WRITTEN TASK
Reproduce the records below, changing each occurrence of "much appreciated" to "greatly appreciated" and leaving every other word as it is.

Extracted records
+++
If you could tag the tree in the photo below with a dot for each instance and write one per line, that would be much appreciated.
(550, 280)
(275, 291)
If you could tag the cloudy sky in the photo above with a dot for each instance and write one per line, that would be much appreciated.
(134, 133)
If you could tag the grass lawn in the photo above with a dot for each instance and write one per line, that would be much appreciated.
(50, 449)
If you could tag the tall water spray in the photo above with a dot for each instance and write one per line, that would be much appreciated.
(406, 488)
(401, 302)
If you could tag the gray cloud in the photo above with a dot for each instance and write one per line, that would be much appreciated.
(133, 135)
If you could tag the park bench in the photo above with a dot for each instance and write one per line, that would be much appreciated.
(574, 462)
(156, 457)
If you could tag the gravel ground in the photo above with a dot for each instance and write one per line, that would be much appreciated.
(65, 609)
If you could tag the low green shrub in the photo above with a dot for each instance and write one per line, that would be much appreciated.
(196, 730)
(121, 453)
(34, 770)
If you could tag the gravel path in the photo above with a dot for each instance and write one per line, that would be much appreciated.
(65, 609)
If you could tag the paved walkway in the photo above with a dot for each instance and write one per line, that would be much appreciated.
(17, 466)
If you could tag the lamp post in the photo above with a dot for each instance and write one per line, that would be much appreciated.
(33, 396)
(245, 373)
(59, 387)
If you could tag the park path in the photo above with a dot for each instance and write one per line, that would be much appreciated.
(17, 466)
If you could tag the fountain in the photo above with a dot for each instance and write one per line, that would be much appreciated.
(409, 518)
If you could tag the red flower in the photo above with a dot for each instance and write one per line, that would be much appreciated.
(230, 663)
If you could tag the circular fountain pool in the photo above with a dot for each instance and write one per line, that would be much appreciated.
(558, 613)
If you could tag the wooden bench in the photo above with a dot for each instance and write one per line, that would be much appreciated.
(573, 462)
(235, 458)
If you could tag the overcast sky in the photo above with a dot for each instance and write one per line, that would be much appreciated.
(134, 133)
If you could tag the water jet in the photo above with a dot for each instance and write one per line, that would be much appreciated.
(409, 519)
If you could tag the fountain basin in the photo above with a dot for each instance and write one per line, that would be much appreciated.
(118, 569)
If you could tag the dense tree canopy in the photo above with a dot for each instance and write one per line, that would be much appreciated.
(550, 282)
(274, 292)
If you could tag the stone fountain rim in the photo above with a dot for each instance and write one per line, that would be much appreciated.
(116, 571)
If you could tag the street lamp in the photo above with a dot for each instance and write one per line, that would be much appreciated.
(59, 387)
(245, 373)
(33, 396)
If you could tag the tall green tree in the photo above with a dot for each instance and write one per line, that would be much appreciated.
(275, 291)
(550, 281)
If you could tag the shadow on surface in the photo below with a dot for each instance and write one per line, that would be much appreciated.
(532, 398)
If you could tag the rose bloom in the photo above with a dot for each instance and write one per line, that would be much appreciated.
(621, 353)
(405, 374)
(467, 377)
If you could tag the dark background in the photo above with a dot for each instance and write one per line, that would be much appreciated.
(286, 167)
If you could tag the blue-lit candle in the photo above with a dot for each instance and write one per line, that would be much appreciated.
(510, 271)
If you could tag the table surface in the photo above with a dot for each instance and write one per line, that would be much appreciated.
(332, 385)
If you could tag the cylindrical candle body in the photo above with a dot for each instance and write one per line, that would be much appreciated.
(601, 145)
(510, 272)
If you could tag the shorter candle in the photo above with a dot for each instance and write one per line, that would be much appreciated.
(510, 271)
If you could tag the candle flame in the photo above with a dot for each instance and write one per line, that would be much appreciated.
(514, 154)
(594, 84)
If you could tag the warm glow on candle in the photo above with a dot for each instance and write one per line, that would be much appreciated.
+++
RESPONSE
If you could tag the tree in the photo below with a dot for each instance and write one per line, that would be greatly appreciated.
(550, 280)
(275, 291)
If you could tag the cloudy sky in the photo above with a dot for each instance and write one per line, that would be greatly appreciated.
(134, 133)
If you could tag the grass lawn in the photo above with a dot for each instance and write one per line, that would be greatly appreciated.
(50, 449)
If you could tag the tall water spray in the photo above with a dot for each instance and write one per line, that would be greatly appreciated.
(406, 488)
(401, 302)
If you could tag the gray cloud in the photo above with a dot for each instance and write one per line, that would be greatly appreciated.
(133, 135)
If you could tag the park bench in the photo above with a dot for each instance and write one per line, that would be greatly appreciated.
(574, 462)
(156, 457)
If you could tag the gravel ground in the photo above with a dot for each instance and write one per line, that would be greatly appreciated.
(65, 609)
If you could tag the low green shrub in the photo above with a dot for each instance and write one per line, that would be greatly appreciated.
(196, 730)
(121, 453)
(34, 770)
If you could tag the gravel path in the photo above with a dot for each instance and write one per line, that would be greatly appreciated.
(65, 609)
If you could tag the paved walkway in the photo above with a dot for each instance and write one per line, that would be greatly appreciated.
(17, 466)
If you could tag the lamp post in the photo above with a dot for each instance and write one per line, that would be greatly appreciated.
(33, 396)
(245, 373)
(59, 387)
If you could tag the park path in the photo above with a dot for each instance and write one per line, that would be greatly appreciated.
(17, 466)
If you could tag the fountain in the photo above with a dot for each instance and write one per line, that would be greatly appreciated.
(409, 518)
If you could tag the red flower in the photo above with a dot for each instance and write one per line, that would be greatly appreciated.
(230, 663)
If you could tag the circular fountain pool in the photo above with a dot for each instance and write one per line, that would be greatly appreciated.
(558, 613)
If you could tag the wooden bench in the photo above with a dot for each instance and write one per line, that would be greatly appreciated.
(573, 462)
(235, 458)
If you could tag the overcast sky in the photo above with a dot for each instance and write one per line, that would be greatly appreciated.
(134, 133)
If you could tag the water jet in the photo above with a dot for each instance and write one per line, that would be greatly appreciated.
(409, 519)
If you could tag the fountain basin in the photo above with a dot for each instance and write one per line, that would be greatly appreciated.
(118, 569)
If you could tag the dense tree canopy in the photo above with a dot for each instance and write one per line, that would be greatly appreciated.
(550, 282)
(274, 292)
If you could tag the stone fountain rim in the photo above with a dot for each instance and write one per line, that would be greatly appreciated.
(116, 571)
If you could tag the street lamp in the photo above with a dot for each instance and write one per line, that would be greatly appreciated.
(59, 387)
(245, 373)
(33, 396)
If you could tag the tall green tree in the photo above with a dot for each instance and write one per line, that would be greatly appreciated.
(275, 291)
(550, 281)
If you could tag the shadow on surface in the photo below with a dot for each instance and write one per line, that would be greatly appreciated.
(532, 398)
If you could tag the rose bloom in the photo above with a dot for each instance and write one per line, that would be greatly appreciated.
(621, 353)
(405, 374)
(467, 377)
If you could tag the dark background in the photo above with a dot for each instance and write one per line, that would be greatly appreciated.
(286, 167)
If you could tag the blue-lit candle in the photo above with a dot for each instance and write one per line, that would be greatly appreciated.
(510, 271)
If you could tag the table surface in the photo above with a dot for each instance and write one per line, that would be greatly appreciated.
(332, 385)
If you could tag the cylindrical candle body in the photo above with a dot for each instance and write one per line, that would be greatly appreciated.
(601, 145)
(510, 272)
If you could tag the shorter candle in the photo above with a dot for each instance and write one per line, that would be greatly appreciated.
(510, 271)
If you could tag the candle flame in the photo above with a dot for each instance and write one per line, that would be greatly appreciated.
(514, 154)
(594, 84)
If you could tag the warm glow on candle in the photo above with a dot for each instance and write one per line, that would be greatly appreciated.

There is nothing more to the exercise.